• Problem: Write each line exactly as it stands, from the line containing "One point per instance of the splashing" through the end of the data.

• Task material:
------------------------

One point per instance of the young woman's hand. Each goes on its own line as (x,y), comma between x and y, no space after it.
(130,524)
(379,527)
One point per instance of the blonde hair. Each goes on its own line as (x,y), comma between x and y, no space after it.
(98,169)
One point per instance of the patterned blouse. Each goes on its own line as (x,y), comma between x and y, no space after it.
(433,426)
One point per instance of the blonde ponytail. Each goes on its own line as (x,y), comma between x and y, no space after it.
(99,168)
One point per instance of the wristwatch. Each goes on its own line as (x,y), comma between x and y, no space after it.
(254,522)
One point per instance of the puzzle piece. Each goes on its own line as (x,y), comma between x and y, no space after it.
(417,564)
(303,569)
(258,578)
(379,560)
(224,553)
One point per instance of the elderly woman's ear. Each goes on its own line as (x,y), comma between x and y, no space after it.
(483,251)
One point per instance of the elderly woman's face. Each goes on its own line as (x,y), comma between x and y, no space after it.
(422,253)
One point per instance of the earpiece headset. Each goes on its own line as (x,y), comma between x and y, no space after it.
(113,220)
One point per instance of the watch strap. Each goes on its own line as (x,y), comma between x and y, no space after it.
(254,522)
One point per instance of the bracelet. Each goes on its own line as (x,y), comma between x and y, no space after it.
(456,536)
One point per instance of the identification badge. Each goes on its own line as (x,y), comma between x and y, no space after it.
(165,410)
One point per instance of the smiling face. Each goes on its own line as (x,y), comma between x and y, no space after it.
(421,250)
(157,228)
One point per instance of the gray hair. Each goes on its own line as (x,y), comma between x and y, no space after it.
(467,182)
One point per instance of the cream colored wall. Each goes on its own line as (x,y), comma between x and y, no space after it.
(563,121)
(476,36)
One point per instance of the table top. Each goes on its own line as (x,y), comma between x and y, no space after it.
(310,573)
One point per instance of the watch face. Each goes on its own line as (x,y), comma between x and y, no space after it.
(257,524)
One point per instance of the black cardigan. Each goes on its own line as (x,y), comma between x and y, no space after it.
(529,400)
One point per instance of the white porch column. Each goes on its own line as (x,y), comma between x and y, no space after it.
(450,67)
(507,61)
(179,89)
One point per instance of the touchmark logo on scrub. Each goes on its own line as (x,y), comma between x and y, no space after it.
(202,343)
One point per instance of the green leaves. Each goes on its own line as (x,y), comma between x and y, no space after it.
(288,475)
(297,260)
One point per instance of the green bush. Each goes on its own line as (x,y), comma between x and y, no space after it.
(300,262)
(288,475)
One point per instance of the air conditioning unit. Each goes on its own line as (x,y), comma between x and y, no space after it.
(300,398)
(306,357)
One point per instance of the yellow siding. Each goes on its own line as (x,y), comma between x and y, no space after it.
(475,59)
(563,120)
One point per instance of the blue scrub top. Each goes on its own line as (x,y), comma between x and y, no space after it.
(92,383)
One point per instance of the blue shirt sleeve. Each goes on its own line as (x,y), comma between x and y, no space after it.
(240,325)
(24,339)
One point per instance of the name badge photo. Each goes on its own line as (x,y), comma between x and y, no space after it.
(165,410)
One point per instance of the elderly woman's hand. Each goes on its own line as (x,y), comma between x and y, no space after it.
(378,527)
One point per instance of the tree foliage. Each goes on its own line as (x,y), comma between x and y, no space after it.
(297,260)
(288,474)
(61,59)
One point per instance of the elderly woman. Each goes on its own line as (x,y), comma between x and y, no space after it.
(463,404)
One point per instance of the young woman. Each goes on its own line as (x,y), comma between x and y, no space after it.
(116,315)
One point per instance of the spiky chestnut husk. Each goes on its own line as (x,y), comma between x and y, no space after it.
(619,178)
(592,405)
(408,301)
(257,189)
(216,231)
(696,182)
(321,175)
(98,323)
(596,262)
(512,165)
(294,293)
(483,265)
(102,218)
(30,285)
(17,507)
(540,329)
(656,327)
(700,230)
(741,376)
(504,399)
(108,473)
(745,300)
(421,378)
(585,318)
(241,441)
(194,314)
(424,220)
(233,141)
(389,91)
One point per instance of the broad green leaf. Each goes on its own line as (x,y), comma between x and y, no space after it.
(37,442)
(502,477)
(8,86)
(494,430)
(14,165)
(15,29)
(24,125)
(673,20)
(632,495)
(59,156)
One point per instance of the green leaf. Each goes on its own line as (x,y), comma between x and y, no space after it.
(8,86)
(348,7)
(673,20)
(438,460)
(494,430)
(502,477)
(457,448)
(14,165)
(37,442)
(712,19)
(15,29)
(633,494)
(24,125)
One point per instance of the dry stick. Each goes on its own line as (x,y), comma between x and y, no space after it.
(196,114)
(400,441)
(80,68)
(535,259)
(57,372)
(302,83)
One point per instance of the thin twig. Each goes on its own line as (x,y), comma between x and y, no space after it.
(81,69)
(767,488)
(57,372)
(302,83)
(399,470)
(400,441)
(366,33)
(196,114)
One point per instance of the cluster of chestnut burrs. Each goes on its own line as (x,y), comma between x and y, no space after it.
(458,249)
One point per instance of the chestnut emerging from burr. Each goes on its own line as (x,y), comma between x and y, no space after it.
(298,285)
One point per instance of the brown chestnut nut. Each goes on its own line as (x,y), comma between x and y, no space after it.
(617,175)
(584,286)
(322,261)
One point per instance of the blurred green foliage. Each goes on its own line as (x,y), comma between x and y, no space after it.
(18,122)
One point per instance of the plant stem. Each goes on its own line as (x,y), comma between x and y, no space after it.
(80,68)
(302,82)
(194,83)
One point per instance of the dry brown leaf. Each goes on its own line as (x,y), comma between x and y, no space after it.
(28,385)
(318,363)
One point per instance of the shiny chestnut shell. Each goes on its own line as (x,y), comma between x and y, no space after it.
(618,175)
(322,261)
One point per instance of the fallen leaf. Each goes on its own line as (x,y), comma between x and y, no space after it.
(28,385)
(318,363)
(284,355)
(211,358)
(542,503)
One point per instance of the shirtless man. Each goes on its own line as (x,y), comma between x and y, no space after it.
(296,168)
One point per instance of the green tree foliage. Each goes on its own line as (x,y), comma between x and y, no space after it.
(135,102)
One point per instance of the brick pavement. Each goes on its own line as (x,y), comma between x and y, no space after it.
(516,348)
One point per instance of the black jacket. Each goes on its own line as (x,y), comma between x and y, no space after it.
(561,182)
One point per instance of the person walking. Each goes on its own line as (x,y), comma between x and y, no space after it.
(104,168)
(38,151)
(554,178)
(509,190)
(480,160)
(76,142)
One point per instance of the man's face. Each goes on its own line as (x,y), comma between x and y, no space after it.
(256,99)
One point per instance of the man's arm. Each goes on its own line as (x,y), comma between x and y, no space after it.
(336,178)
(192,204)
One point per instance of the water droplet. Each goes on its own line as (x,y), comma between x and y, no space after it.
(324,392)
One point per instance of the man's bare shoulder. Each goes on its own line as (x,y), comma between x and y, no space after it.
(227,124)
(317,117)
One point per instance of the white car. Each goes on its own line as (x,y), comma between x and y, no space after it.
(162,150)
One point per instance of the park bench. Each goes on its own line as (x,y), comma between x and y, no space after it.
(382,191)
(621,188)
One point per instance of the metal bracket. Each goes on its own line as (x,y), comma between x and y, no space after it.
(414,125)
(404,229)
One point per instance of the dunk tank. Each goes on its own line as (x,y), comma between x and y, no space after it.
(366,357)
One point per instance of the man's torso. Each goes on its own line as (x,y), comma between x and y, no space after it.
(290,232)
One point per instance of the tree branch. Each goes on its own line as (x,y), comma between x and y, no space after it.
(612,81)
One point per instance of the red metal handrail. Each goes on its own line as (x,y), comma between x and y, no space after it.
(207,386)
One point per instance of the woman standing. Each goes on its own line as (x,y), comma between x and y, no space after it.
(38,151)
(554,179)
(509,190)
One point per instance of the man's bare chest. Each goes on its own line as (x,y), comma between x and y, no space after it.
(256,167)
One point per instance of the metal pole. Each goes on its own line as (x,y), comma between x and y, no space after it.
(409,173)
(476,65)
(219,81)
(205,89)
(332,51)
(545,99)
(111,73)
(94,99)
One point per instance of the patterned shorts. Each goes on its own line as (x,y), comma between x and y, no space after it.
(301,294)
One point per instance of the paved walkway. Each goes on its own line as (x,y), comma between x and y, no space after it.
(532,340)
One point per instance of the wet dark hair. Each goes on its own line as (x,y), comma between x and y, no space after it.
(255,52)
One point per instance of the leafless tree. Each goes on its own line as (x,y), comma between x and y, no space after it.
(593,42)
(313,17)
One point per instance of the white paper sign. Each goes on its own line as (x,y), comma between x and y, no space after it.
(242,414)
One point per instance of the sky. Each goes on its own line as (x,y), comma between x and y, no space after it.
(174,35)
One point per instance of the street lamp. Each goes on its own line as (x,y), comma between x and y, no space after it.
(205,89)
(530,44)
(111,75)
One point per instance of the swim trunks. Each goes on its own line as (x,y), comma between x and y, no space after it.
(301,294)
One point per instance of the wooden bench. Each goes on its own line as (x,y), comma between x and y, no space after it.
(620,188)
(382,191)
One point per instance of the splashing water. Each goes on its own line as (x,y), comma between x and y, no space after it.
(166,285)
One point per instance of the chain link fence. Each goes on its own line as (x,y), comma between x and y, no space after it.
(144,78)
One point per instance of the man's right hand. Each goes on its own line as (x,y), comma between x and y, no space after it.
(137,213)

------------------------

• Answer box:
One point per instance of the splashing water. Each goes on its own line as (x,y), comma between x and y, no space after it.
(166,285)
One point per instance of the chain link fence. Each goes on its own line as (x,y), comma between x and y, no space after it.
(144,78)
One point per instance of the man's right hand. Each goes on its own line as (x,y), comma between x and y, no space after it.
(137,213)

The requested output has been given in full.